Task objective
What lines below contain the string "instance"? List them all.

Records provided
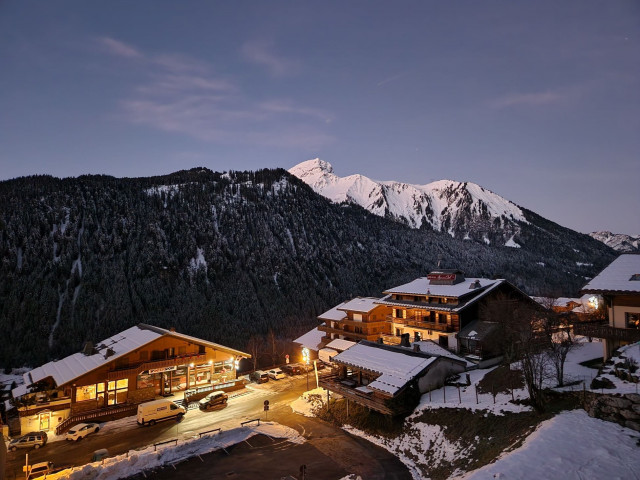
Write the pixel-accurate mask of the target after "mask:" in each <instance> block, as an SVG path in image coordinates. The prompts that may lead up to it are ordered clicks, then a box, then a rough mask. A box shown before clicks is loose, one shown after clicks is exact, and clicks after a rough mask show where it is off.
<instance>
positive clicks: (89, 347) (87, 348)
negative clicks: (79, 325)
mask: <svg viewBox="0 0 640 480" xmlns="http://www.w3.org/2000/svg"><path fill="white" fill-rule="evenodd" d="M82 353H83V354H84V355H87V356H89V355H93V354H94V353H95V352H94V350H93V342H92V341H90V340H89V341H86V342H84V346H83V347H82Z"/></svg>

Exercise output
Write the pixel-accurate mask of the target after "mask:" in each <instance> block, as an SVG path in image coordinates. The prompts that may lead up to it are ordered clicks, then a box, then a rough mask. A box shown before clicks is loose, one shown after clicks is exact, and clicks after a rough mask show where it is off.
<instance>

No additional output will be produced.